▶ _Your task_: Reproduce all of the items below, replacing "single marker" with "single dot" wherever it occurs and keeping everything else the same. Omit the pictures from your answer.

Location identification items
══════════

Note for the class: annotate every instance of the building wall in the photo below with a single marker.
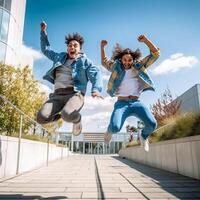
(190, 100)
(180, 156)
(12, 13)
(32, 155)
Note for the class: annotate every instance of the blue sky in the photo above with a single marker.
(172, 25)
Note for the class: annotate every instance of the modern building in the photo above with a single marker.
(12, 13)
(190, 100)
(93, 143)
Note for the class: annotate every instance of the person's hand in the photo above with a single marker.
(96, 94)
(43, 26)
(142, 38)
(104, 43)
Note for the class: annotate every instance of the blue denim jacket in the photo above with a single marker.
(83, 69)
(139, 68)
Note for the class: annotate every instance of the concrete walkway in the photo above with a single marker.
(99, 177)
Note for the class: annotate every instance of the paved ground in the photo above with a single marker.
(99, 177)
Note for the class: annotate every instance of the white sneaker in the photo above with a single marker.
(144, 143)
(107, 138)
(77, 128)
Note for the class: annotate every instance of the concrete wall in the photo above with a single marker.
(32, 155)
(180, 156)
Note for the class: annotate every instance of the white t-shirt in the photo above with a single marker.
(129, 85)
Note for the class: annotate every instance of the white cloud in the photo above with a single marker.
(29, 55)
(175, 63)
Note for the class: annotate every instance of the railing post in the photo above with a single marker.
(72, 143)
(19, 143)
(47, 163)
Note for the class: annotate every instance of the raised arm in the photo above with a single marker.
(104, 60)
(154, 52)
(44, 43)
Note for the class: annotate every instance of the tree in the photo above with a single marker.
(165, 107)
(19, 87)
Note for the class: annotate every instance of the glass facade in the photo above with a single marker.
(4, 26)
(2, 52)
(5, 6)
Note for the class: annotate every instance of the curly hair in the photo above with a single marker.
(119, 52)
(74, 36)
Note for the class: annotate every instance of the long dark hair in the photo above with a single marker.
(119, 52)
(74, 36)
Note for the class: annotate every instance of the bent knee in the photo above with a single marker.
(42, 119)
(113, 128)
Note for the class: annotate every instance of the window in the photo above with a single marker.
(2, 3)
(1, 13)
(2, 52)
(6, 4)
(4, 26)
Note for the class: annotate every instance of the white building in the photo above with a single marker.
(12, 13)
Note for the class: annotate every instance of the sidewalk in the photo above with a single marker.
(77, 177)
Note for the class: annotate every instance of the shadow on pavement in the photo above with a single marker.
(21, 196)
(178, 185)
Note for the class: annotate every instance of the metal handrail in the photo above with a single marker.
(21, 112)
(22, 115)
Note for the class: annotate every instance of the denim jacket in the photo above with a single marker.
(139, 68)
(82, 68)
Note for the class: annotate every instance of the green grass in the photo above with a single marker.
(179, 127)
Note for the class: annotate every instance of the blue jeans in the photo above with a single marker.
(127, 108)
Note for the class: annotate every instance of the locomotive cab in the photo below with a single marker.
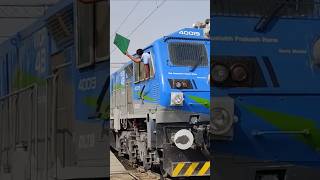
(166, 116)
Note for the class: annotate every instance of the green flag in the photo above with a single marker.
(121, 42)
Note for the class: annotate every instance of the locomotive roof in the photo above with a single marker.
(37, 24)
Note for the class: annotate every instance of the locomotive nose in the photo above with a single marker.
(183, 139)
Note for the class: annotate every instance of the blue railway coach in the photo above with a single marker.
(266, 89)
(53, 78)
(164, 120)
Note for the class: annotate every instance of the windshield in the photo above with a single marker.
(188, 54)
(258, 8)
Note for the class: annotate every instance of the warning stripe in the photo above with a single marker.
(204, 168)
(177, 169)
(191, 169)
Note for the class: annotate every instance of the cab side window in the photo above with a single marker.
(140, 71)
(92, 32)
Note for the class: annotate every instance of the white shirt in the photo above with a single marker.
(145, 58)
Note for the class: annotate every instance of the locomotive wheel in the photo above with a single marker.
(163, 173)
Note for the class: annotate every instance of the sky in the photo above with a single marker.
(170, 16)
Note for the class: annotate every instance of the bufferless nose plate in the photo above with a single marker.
(183, 139)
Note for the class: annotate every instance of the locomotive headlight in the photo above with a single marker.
(178, 84)
(176, 99)
(183, 139)
(220, 73)
(222, 121)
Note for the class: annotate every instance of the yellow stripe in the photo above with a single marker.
(191, 169)
(177, 169)
(204, 168)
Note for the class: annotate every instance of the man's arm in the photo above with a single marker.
(133, 58)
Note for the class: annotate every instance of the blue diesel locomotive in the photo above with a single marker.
(164, 120)
(53, 79)
(265, 89)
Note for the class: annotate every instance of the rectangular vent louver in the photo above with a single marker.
(61, 26)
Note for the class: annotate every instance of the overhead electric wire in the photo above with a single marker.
(126, 18)
(147, 17)
(143, 21)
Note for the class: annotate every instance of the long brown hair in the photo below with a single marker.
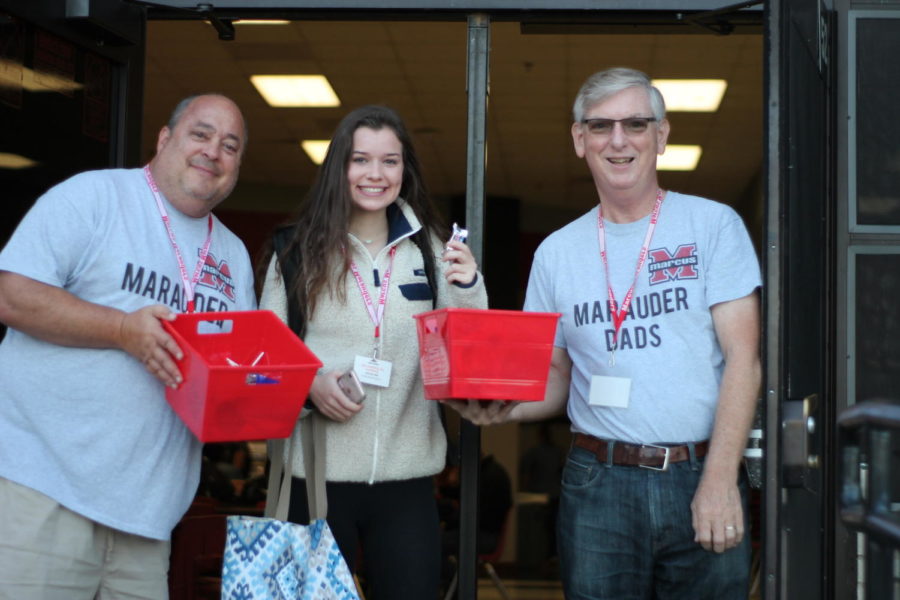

══════════

▶ _Correct answer_:
Note for the class: annotate every instance of the building wall in the photo below with a single dot.
(190, 100)
(180, 156)
(12, 13)
(32, 155)
Note for the class: annotate every instance of the blue sky in the photo above with a single dot.
(172, 25)
Note for the class: annotate every instance of the modern building in the photo above with a single dot.
(12, 13)
(190, 100)
(93, 143)
Note for the class: annotate every instance of the person's hand in the photo above with a single dot.
(96, 94)
(43, 26)
(142, 38)
(104, 43)
Note for the class: annotate every instance of the blue denim jacket in the photo above with a single dot.
(83, 69)
(139, 68)
Note for the class: annotate every instance of the concrete walkway in the photo above with a single dot.
(99, 177)
Note for the class: annotate every instance of the paved ground in the photo above with a single dot.
(99, 177)
Note for the class: annotate every instance of the white sneaker in the photo above with a single dot.
(144, 143)
(107, 138)
(77, 128)
Note for the class: annotate every instance of the concrete wall in the photo above with a single dot.
(32, 155)
(180, 156)
Note for the class: annotate every instance of the white t-shirt in the photo above with a single dot.
(129, 85)
Note for the class: annotate every instance of the white cloud in the photo above with a single dot.
(29, 55)
(175, 63)
Note for the class: annotate every instance of the railing post in the photo above with a single dot.
(72, 143)
(19, 143)
(47, 163)
Note for the class: annotate every instance of the raised arm in the photo above with a single dot.
(104, 60)
(154, 52)
(44, 43)
Note for the class: annotate every instance of the tree in the photo above with a single dot.
(165, 107)
(19, 87)
Note for the class: annotate every instance of the glass facade in the photo above with a single dot.
(4, 26)
(2, 52)
(5, 6)
Note for the class: annotate every instance of the curly hair in the photo above with a single dot.
(119, 52)
(74, 36)
Note for the class: annotate every instance of the long dark hair in the photo above with a single dot.
(119, 52)
(74, 36)
Note for the class: annotate every instance of the bent knee in the photo above with a single dot.
(42, 119)
(113, 128)
Note for the class: annotate every instance of the window in the photo above with a single dot.
(2, 3)
(1, 13)
(2, 52)
(6, 4)
(4, 26)
Note for the class: annotate every instance of the white building in the photo above with a single dot.
(12, 13)
Note for the class: annotate every instance of the sidewalk in the photo above with a single dot.
(77, 177)
Note for the class: annotate every instance of the shadow on pavement in the photo above with a single dot.
(21, 196)
(178, 185)
Note for the class: annotate every instance of the metal handrail in the photo above with a single dot.
(21, 112)
(22, 115)
Note for the class: annotate every instance of the denim jacket in the photo above with a single dot.
(139, 68)
(82, 68)
Note for the class: annotate every instance of the green grass in the photo above with a single dot.
(179, 127)
Note for the class: annotate every instance of the blue jeans in the photo above with a single dot.
(127, 108)
Note for the class: annotate every instance of the locomotive cab in the photo below with a single dot.
(166, 116)
Note for the class: annotate every instance of the green flag in the photo above with a single dot.
(121, 42)
Note for the class: annotate every instance of the locomotive roof in the photo above with a single dot.
(37, 24)
Note for the class: annotate every instance of the locomotive nose in the photo above with a single dot.
(183, 139)
Note for the class: annotate every instance of the blue railway coach in the photo above with a single dot.
(266, 89)
(53, 78)
(164, 120)
Note for the class: annotate every instance of the windshield in the photo above with a single dot.
(188, 54)
(258, 8)
Note for the class: annotate every instance of the warning stripe in the photo above with a single dot.
(204, 168)
(177, 169)
(191, 169)
Note for the class: annotate every instance of the cab side window in the photo above with a single dot.
(140, 71)
(92, 32)
Note for the class: annotate every instance of the white shirt in the photo above with a single dot.
(145, 58)
Note for the class: annotate every instance of the locomotive wheel in the photo above with a single dot.
(163, 173)
Note for the class: annotate every instance of the sky in the photo above with a single dot.
(170, 16)
Note for the class: annotate every instance of the bufferless nose plate in the photo above with a single dot.
(183, 139)
Note for the class: annotate every instance of the locomotive headlight in the photo above with a single dot.
(178, 84)
(176, 99)
(183, 139)
(220, 73)
(222, 121)
Note for the class: annotate every instance of the yellow stripe in the photo above with a single dot.
(191, 169)
(177, 169)
(204, 168)
Note for the class: annotate every instance of the man's arm in the photo above with a single dot.
(133, 58)
Note for the class: annotate every instance of the blue diesel locomotive in the photo above with a single dot.
(164, 120)
(53, 79)
(265, 89)
Note for the class: annotate every instance of the rectangular vent louver in the photo above with a single dot.
(61, 26)
Note for the class: annotate every instance of the overhead electric wire in the photo above with a single dot.
(126, 18)
(147, 17)
(143, 21)
Note for the class: annotate every instance of the long brown hair in the photo below with a single dot.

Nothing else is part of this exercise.